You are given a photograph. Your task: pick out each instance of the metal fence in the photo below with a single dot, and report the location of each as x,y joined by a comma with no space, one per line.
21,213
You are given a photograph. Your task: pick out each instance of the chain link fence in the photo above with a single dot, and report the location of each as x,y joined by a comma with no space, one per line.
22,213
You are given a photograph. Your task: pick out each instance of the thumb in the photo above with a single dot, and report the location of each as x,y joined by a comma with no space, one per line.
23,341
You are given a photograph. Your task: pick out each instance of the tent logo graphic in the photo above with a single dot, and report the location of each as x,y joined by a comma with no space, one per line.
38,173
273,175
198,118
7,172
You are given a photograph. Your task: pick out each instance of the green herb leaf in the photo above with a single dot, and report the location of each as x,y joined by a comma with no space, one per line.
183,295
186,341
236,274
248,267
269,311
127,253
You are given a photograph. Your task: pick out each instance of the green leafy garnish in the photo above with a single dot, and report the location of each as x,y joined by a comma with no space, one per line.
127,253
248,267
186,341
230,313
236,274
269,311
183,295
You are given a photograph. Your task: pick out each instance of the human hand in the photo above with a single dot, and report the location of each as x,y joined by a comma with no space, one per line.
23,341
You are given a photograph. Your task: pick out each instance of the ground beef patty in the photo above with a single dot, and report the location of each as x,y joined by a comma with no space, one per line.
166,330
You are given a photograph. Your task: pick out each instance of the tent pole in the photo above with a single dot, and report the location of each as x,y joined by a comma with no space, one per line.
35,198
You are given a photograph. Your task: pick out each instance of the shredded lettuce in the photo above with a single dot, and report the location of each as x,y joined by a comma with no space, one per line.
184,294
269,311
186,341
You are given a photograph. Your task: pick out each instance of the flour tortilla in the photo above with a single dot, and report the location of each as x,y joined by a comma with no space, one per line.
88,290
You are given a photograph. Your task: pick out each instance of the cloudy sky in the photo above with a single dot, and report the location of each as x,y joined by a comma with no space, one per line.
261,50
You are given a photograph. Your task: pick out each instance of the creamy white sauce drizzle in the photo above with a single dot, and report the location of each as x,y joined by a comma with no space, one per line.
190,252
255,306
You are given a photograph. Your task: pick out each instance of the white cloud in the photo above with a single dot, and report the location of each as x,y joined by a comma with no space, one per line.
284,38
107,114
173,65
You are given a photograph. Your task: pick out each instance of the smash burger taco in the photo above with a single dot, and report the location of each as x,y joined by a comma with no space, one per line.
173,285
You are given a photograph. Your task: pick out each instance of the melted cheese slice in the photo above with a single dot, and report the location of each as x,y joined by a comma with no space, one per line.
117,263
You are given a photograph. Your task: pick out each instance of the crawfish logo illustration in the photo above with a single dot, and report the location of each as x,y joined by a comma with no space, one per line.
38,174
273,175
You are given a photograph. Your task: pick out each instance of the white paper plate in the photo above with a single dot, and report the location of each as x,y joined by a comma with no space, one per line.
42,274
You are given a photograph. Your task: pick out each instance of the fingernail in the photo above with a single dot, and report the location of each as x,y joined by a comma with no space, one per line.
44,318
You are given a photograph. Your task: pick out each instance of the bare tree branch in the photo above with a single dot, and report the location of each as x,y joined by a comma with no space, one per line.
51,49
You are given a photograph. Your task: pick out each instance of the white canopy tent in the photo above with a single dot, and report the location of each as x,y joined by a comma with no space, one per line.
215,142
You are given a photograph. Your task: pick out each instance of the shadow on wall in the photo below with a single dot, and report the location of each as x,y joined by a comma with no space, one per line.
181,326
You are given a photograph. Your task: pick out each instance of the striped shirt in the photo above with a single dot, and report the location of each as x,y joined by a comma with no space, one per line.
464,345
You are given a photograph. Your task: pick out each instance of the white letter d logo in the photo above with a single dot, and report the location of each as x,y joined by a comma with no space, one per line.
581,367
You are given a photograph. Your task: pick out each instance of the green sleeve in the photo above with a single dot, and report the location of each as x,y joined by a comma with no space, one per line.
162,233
★ ★ ★ ★ ★
### Task instructions
Rewrite the listing above, replacing "single dot" with "single point" everywhere and leaving everything else unchanged.

### Worked solution
You are given a photograph. Your task: pick out each instance of the metal fence in the photo below with a single point, and report the location of each as x,y joined by a comma with no space, one per line.
21,213
You are given a photograph. Your task: pick out each instance of the chain link fence in the photo above with a single point, and report the location of each as x,y joined by a comma with no space, one per line.
22,213
You are given a photograph. Your task: pick out each instance of the thumb in the photo above with a single point, and report the location of each as x,y joined by a comma with no space, one per line.
23,341
You are given a photograph. Your task: pick out each instance of the tent logo graphic in the photo above with a single point, and report the location of each as x,y joined by a comma with no space, one per line.
38,173
273,175
198,118
7,172
You are given a photograph. Your task: pick out each instance of the green herb leaf in the photo above with a single point, and report the location of each as x,y joined by a comma with no space, one per line.
183,295
186,341
236,274
248,267
269,311
127,253
You are given a photograph. Your task: pick out each instance of the green leafy garnish in the photo above with a single point, and report the location of each as x,y joined by a comma with no space, one per line.
127,253
248,267
186,341
230,313
236,274
269,311
183,295
You are given a photograph. Your task: pick out each instance of the human hand in the photo above with a single point, and report the location of each as x,y joined by a comma with no space, one per line.
23,341
You are given a photograph. Your task: pick out each instance of the ground beef patty in the photo above with a single point, and report the location of each as x,y joined by a comma with no space, one per line.
166,330
You are given a photograph. Your task: pick out each instance of the tent pole in the photo above with a single point, and report the location of each as x,y joined by a comma with no space, one per line.
35,198
You are given a photograph. Your task: pick out each instance of the shredded lettuce in the photo above with a single point, and report the location of each as x,y joined by a comma with no space, one per line.
184,294
269,311
186,341
You are given a photograph. Your task: pick out each instance of the flour tortilla in the photo above with a single point, and report the location of each as x,y joined by a comma with no space, one per line.
88,290
You are given a photograph. Your task: pick out each instance of the cloudy sky in the photo above with a single point, and report the location of each as x,y joined by a comma with no space, one per line.
261,50
You are given a photograph. Your task: pick out each instance of the creamy white sauce drizzle in the photo above with a single point, and report the location of each as x,y joined by a comma with no space, one per line.
190,252
255,306
You are given a photograph. Your task: pick out each instance of the white cloud in the photo above with a single point, and report the location of each as x,y joined by a comma with no space, one per line.
284,38
107,114
173,65
You are given a photograph. Your task: pick out each instance of the smash burger taco in the photo above with a single point, and report the location of each as x,y joined by a comma with no space, one per line.
173,285
You are given a photograph. Your task: pick out each instance of the melted cheese slice in the photo above with a single point, and report the location of each as x,y joined by a comma with no space, one per line.
117,263
You are given a photograph. Your task: pick out each instance of the crawfish logo illustration in the photo above with a single point, and report the location of each as x,y joined by a comma with no space, one per line.
38,174
273,175
You are given a photograph. Your task: pick out each instance of the white paper plate in the photo above with a single point, and report the location of each as x,y joined by a comma with no space, one per line.
42,274
You are given a photograph. Your task: pick out each instance of the fingernail in the photo above with a single point, and report the location of each as x,y joined by a comma with no space, one per line.
44,318
You are given a photograph. Your task: pick out each instance of the bare tree branch in the photo above with a single point, and report the location of each as x,y joined by a comma with no space, one per line.
51,49
You are given a photograph. Your task: pick out each instance of the white canopy tent in the photo above with a single point, and report the location of each as x,y joined by a comma with no space, one per line.
215,142
You are given a photograph. Your task: pick out each instance of the shadow on wall in the photo below with a single point, and report the location of each as x,y joined by a comma with no space, one per line.
181,326
You are given a photograph. Your task: pick out each instance of the striped shirt in the photo above with a single point, and report the location of each as x,y joined by a comma with no space, one per line.
464,345
You are given a photograph. Your task: pick out each instance of the white letter d logo in the photo above with a single point, and report the location of each as x,y joined by a comma with no space, one per line.
581,367
You are given a photograph. Your task: pick out each instance of the green sleeve in the photo above with a single point, and report the location of each as x,y joined by a comma with no space, one per line.
162,233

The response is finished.